START MATERIAL

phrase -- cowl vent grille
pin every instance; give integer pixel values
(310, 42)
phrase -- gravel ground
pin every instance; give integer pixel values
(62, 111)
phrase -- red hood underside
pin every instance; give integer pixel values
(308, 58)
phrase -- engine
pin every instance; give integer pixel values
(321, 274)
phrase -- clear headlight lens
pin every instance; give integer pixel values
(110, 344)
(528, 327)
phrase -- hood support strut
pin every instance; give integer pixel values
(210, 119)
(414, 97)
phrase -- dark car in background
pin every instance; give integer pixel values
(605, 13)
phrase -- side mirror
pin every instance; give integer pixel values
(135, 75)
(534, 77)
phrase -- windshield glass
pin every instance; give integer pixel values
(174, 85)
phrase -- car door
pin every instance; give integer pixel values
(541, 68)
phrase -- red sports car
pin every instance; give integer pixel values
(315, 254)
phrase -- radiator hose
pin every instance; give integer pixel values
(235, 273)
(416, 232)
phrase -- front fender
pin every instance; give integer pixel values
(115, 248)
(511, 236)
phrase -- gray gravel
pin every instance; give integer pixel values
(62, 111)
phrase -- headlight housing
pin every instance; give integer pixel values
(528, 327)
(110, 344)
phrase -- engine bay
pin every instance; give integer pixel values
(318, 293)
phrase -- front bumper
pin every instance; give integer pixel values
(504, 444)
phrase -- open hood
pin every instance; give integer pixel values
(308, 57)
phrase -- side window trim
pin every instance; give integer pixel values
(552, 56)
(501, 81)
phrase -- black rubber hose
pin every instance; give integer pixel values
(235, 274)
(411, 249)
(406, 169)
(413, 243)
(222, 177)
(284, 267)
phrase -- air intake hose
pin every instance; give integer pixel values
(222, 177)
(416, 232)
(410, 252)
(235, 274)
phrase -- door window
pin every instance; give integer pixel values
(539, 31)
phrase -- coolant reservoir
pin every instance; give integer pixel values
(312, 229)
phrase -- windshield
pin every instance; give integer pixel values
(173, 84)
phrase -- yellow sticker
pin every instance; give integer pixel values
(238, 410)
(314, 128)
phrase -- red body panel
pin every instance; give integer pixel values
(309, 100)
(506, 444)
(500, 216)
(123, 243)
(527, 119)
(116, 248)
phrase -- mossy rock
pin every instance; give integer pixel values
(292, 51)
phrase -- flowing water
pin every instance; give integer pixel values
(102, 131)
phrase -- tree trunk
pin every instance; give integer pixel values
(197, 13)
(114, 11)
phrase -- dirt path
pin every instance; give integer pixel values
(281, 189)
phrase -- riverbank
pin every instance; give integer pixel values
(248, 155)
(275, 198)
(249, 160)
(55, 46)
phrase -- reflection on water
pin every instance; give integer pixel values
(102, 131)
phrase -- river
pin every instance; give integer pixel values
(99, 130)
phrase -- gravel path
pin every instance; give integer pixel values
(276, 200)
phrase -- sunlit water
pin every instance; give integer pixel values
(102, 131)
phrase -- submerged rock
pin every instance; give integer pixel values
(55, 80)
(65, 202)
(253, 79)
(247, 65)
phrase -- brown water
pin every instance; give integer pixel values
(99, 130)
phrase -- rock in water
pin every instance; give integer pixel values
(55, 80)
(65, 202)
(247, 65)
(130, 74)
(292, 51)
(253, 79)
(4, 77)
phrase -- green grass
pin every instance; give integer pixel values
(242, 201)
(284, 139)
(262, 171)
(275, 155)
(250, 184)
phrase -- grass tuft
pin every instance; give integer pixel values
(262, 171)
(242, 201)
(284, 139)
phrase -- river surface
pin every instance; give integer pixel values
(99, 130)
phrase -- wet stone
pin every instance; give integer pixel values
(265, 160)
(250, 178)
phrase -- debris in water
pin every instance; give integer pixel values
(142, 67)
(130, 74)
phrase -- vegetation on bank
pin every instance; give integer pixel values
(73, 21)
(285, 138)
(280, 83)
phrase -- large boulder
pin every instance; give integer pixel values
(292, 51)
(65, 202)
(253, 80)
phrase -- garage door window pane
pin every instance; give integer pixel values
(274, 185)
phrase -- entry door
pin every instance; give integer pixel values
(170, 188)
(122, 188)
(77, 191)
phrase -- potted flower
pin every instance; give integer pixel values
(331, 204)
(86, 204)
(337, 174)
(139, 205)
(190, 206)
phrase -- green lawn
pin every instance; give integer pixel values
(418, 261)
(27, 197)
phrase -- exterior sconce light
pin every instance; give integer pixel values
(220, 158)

END MATERIAL
START MATERIAL

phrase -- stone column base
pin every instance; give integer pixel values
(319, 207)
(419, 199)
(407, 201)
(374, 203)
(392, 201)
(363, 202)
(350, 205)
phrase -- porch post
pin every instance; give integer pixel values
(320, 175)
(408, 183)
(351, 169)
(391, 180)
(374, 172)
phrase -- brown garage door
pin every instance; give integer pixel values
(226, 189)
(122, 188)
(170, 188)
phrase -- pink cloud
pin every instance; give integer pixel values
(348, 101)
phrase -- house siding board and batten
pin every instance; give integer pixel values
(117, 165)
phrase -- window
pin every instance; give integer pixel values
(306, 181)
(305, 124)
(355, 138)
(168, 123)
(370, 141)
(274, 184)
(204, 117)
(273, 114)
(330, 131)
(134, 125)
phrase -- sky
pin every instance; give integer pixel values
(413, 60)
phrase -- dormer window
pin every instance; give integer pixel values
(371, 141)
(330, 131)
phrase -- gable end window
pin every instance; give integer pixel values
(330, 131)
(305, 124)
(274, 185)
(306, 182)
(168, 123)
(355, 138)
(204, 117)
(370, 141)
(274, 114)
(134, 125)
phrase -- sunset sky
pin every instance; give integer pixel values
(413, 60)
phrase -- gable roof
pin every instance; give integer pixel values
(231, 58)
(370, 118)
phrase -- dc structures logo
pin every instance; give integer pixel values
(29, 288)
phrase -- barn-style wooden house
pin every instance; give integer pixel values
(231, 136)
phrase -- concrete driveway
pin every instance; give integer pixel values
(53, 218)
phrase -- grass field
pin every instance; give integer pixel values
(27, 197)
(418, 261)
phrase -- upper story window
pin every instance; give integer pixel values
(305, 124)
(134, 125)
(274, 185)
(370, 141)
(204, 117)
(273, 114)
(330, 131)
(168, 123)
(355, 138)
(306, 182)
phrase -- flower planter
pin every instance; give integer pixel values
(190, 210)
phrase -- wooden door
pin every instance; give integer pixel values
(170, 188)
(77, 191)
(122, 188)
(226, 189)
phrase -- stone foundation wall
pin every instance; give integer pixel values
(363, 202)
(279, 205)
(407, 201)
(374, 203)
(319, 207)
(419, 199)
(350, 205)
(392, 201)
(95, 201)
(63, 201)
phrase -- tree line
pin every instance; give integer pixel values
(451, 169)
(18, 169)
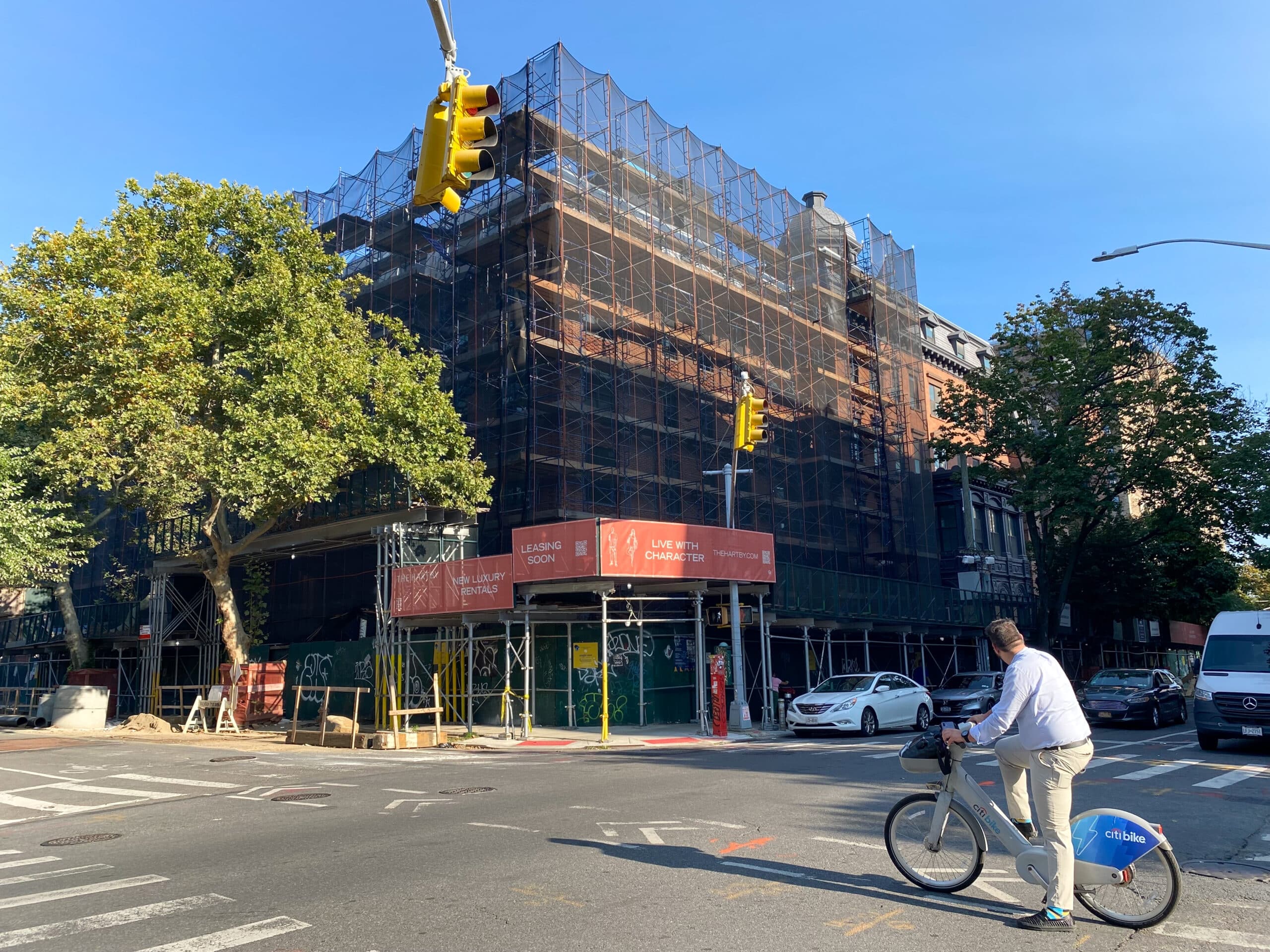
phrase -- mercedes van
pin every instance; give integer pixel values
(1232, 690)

END MATERIAL
START MATERIAL

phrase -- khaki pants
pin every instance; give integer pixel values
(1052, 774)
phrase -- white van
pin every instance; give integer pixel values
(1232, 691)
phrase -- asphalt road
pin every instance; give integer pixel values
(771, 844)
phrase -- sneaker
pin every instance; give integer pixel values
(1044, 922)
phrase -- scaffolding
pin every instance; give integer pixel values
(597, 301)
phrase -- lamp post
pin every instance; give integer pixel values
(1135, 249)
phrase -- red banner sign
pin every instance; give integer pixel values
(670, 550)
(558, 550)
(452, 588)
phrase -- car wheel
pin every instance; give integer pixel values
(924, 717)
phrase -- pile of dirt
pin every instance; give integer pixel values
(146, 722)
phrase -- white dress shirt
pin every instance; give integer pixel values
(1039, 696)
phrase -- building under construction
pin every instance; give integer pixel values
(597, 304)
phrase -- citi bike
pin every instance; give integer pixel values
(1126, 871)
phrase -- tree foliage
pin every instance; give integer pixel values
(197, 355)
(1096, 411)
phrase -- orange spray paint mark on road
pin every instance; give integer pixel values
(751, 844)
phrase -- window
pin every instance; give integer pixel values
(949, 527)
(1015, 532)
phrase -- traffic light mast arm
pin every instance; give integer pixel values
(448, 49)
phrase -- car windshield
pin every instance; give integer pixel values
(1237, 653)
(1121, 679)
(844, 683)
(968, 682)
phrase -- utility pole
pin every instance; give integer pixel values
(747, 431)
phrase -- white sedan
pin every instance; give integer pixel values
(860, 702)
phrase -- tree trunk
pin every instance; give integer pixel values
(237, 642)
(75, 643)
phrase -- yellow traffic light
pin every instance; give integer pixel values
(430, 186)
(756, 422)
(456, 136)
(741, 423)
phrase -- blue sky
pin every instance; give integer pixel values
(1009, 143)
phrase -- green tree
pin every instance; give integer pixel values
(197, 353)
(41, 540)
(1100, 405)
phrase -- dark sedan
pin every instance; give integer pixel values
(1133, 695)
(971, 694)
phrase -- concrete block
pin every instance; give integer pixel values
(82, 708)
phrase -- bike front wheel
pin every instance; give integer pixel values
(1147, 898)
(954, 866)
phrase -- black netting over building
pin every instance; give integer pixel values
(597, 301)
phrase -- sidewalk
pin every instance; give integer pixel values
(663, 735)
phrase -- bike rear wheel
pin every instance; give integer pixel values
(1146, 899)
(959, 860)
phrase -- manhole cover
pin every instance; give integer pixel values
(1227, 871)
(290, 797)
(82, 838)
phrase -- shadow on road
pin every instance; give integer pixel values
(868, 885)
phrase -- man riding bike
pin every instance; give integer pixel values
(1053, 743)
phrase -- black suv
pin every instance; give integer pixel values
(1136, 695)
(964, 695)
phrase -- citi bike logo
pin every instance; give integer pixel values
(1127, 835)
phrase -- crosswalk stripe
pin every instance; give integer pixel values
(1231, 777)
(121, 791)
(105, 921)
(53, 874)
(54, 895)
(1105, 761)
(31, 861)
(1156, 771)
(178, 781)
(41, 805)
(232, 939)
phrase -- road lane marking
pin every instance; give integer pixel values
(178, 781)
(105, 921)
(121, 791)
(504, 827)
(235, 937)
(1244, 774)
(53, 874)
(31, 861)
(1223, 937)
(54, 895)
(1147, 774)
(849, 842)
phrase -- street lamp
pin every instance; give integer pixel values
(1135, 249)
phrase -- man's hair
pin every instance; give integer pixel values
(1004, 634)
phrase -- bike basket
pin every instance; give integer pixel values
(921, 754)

END MATERIAL

WHAT THE TASK ASKS: Locate each line in the material above that contains the string "stone", treating uppercase and lowercase as different. Copy every such line.

SOLUTION TO THE PROBLEM:
phrase -- wet stone
phrase -- stone column base
phrase -- stone foundation wall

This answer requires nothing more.